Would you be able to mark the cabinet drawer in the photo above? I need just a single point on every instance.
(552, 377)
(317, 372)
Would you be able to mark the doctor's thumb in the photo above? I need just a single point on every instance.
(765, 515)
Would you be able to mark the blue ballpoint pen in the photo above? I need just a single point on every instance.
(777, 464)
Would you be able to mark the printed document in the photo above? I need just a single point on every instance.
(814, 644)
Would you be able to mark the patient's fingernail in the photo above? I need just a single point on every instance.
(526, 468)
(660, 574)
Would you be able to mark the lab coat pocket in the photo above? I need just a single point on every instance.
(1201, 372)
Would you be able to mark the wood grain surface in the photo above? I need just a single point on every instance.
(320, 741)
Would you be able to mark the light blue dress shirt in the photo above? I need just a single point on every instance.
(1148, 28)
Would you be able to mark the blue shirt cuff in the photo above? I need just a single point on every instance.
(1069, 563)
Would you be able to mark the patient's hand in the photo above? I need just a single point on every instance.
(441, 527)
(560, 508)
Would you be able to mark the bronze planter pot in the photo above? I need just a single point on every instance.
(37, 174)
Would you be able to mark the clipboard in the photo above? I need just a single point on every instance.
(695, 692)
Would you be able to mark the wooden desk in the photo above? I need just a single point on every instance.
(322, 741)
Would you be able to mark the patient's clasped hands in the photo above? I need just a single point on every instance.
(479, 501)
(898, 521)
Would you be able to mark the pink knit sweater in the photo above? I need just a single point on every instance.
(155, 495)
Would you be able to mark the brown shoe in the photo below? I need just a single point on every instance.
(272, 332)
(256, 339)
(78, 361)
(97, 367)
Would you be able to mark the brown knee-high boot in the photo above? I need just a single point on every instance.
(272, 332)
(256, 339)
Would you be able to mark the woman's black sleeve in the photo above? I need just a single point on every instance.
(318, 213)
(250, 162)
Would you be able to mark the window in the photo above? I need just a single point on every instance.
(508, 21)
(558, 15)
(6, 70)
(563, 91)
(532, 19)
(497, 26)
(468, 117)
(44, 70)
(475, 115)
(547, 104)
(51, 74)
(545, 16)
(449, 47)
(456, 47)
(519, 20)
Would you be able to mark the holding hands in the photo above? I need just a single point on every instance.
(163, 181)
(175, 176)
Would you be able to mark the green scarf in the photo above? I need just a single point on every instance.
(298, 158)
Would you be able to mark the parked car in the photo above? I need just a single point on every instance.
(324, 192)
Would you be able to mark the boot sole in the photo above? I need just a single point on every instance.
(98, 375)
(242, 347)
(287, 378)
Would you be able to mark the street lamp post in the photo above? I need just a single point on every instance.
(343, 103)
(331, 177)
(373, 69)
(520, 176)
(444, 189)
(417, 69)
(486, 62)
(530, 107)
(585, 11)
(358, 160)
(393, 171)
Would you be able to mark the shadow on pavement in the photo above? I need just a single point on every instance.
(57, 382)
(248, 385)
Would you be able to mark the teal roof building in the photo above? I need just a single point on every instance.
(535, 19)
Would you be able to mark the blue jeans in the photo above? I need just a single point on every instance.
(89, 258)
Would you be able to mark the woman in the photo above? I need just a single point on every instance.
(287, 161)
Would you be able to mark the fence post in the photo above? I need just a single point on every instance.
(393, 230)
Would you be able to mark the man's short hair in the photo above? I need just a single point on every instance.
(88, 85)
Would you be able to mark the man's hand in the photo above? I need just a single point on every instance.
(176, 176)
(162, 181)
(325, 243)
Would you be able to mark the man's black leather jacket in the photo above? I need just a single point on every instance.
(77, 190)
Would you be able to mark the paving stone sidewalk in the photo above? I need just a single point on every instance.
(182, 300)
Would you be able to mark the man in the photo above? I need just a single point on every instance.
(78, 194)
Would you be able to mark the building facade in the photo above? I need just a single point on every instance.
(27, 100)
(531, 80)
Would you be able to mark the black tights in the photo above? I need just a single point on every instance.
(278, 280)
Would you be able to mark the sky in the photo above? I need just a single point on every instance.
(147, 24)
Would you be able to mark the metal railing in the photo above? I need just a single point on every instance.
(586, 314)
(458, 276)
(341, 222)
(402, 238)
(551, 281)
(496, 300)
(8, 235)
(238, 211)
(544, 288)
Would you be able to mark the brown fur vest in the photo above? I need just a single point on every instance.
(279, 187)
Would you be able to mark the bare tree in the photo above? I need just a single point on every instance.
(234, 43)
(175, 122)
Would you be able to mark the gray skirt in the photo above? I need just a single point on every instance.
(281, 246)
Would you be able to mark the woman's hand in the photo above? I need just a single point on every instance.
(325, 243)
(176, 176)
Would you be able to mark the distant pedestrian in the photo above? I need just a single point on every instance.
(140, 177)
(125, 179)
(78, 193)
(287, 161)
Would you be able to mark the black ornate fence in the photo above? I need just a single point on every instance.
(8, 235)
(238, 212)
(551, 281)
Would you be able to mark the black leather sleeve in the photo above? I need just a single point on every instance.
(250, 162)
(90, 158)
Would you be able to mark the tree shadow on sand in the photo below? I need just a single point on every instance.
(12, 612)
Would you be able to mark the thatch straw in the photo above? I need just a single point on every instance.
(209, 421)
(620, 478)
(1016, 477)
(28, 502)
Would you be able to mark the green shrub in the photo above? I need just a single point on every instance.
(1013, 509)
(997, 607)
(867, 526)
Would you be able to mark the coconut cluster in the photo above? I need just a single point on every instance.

• [What the task asks]:
Only the last part of the records is wanted. Repeat it exactly, beginning at the line containing "Would you be able to mark the brown fur" and ending at the final line.

• [Answer to the problem]:
Would you be able to mark the brown fur vest in the photo above? I need just a single point on every instance.
(279, 187)
Would you be able to mark the bare tree in the photo above? I need just a single point on every instance.
(234, 43)
(175, 122)
Would you be able to mark the gray skirt in the photo above? I need just a single point on every instance.
(281, 246)
Would you be able to mark the woman's hand in the photo above? I need just a single point on every instance.
(325, 243)
(176, 176)
Would you be able to mark the distant pedestrian in the photo above? I need just a single point on every instance.
(140, 177)
(125, 179)
(78, 193)
(287, 161)
Would you be able to mark the black ornate fence in the photo above? I need just a single point on every instance.
(8, 235)
(238, 212)
(551, 281)
Would you be able to mark the black leather sleeve in the photo above? I need just a single point on every instance.
(250, 162)
(90, 158)
Would you be able to mark the tree shadow on sand in the photo below? I need just a single point on every instance.
(12, 612)
Would you be able to mark the thatch straw in the photo above? I need just a single point on every instance.
(209, 421)
(620, 478)
(1016, 477)
(28, 502)
Would you be able to mark the green shrub in the photo above? I need just a single point on every instance.
(1013, 509)
(997, 607)
(867, 526)
Would you be able to mark the coconut cluster in the photo above? I need just a single point on every instance.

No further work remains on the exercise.